EXERCISE INPUTS below:
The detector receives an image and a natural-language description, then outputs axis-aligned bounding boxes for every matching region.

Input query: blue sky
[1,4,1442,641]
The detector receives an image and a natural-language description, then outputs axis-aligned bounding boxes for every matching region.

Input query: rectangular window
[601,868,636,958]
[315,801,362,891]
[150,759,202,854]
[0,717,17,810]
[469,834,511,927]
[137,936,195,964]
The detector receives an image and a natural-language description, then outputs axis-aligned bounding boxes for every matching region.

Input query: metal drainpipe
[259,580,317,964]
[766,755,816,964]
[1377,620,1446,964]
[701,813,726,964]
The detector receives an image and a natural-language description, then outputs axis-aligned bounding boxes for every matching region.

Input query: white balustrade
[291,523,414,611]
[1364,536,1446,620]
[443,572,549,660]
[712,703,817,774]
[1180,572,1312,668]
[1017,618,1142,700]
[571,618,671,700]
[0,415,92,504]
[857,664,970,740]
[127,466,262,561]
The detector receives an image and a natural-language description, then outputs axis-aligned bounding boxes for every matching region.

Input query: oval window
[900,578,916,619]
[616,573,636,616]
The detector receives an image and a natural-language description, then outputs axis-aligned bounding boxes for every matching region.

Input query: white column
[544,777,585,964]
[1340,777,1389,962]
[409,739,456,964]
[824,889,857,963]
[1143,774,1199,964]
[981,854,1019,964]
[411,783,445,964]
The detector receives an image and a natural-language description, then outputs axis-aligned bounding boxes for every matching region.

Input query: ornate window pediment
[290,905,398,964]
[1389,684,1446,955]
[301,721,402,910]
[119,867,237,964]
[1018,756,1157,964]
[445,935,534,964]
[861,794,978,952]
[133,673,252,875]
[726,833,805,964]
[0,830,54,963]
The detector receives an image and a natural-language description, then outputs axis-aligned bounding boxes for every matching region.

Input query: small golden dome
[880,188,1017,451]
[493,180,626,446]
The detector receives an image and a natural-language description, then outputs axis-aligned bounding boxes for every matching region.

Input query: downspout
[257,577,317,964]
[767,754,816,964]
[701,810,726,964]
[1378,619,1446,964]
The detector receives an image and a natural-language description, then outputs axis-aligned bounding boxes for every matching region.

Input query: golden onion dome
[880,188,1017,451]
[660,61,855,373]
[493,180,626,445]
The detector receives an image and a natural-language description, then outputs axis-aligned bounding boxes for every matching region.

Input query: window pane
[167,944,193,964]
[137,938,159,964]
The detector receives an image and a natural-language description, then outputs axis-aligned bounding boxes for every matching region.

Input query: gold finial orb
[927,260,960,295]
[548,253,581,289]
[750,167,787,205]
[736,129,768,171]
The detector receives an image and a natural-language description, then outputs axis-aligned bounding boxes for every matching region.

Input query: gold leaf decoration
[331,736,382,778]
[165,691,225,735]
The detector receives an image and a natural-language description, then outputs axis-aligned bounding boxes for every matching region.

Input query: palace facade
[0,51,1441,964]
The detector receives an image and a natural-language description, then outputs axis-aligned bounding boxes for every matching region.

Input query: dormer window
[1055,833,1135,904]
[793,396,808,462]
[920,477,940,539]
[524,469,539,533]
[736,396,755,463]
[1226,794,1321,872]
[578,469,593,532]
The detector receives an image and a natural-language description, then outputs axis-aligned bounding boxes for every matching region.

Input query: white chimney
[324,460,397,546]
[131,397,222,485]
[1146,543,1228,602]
End of EXERCISE INPUTS.
REQUIRED WORK:
Transcribe the material above in full.

SOLUTION TO THIS PROBLEM:
The detector receives an image and a natural-language description, then outputs axis-aligned bounding boxes for every matching region.

Input query: blue sky
[1,4,1442,641]
The detector receives an image and a natural-language description, then outputs axis-aligned bounding boxes for every matching region.

Input query: rectangular window
[601,868,636,958]
[315,801,362,891]
[150,759,202,854]
[0,717,17,810]
[469,834,511,927]
[137,936,195,964]
The detector receives an image and a natural-language description, then outputs axis-aligned bounding boxes for every matching region.

Input query: metal drainpipe
[259,580,317,964]
[766,755,816,964]
[1377,620,1446,964]
[701,813,726,964]
The detector receives an image and a natural-language description, then outputs axis-aligned bounding boxes for every matching region.

Input query: white balustrade
[291,523,414,611]
[1364,536,1446,620]
[443,572,549,660]
[712,703,817,774]
[1180,572,1312,668]
[1017,618,1142,700]
[571,618,671,700]
[0,415,92,504]
[857,664,970,740]
[127,466,262,561]
The detector receives an image and a natural-language description, then outputs axis-aligned bounding boxes for every matching region.

Input query: oval window
[900,578,916,619]
[616,573,636,616]
The detector receives an image and a natural-language description, then outputs axis-aligned bounding boxes for every matching region.

Input query: white column
[544,777,585,964]
[1340,777,1389,962]
[409,739,456,964]
[824,889,857,963]
[1143,774,1199,964]
[981,854,1019,964]
[411,783,445,964]
The detector receives an image and a natural-language description, then outputs axis-aligned bounding boxes for every matching region.

Input query: ornate window pediment
[290,905,398,964]
[1389,684,1446,955]
[301,721,402,910]
[119,867,237,964]
[1018,756,1157,964]
[445,935,534,964]
[861,794,978,952]
[133,673,252,875]
[726,833,805,964]
[0,830,54,963]
The detector receives an image and a natural-language description, then outputs axis-aligned bounding boxes for every matching region.

Input query: small golden dome
[880,188,1017,451]
[493,180,626,446]
The detector receives an image and a natural-language description, then outputs axis-aligned bounding boxes for every matching region.

Input query: downspout
[257,577,317,964]
[767,754,816,964]
[701,810,726,964]
[1378,619,1446,964]
The detector receives an image and a natural-language description, then outputs axis-aligned bounding boxes for every matching region.

Input query: golden onion dome
[880,188,1017,451]
[660,61,855,373]
[493,180,626,445]
The detector receives an image and a natural-language description, then outputs axis-aligned bounding boxes for every matching region.

Input query: window pane
[167,944,193,964]
[137,938,159,964]
The detector receives an image and a natural-language description, then outputs axis-aligned bounding boxes for every matching region.

Input query: gold finial orb
[927,260,960,295]
[548,253,581,289]
[750,167,787,205]
[736,129,768,171]
The detector receives an image and a natural-language description, then outputs axis-aligned bounding boxes for every matching region.

Input query: gold leaf decoration
[331,736,382,778]
[165,691,225,735]
The detector receives an image and a natural-language description, then outputs axis-aligned bounding boxes for every matching region.

Input query: palace facade
[0,51,1441,964]
The detector receives an image and a natural-language description, then outputs axis-aligned bounding boxes for every matching region.

Input query: dormer window
[1055,833,1135,904]
[793,396,808,462]
[920,477,940,539]
[524,469,539,533]
[736,396,755,463]
[1226,794,1321,872]
[578,469,593,532]
The detector receives an image and a natural-language description, then outputs axis-aligned bounding boxes for every matching region.

Input query: white chimney
[324,460,397,546]
[131,397,222,485]
[1146,543,1228,602]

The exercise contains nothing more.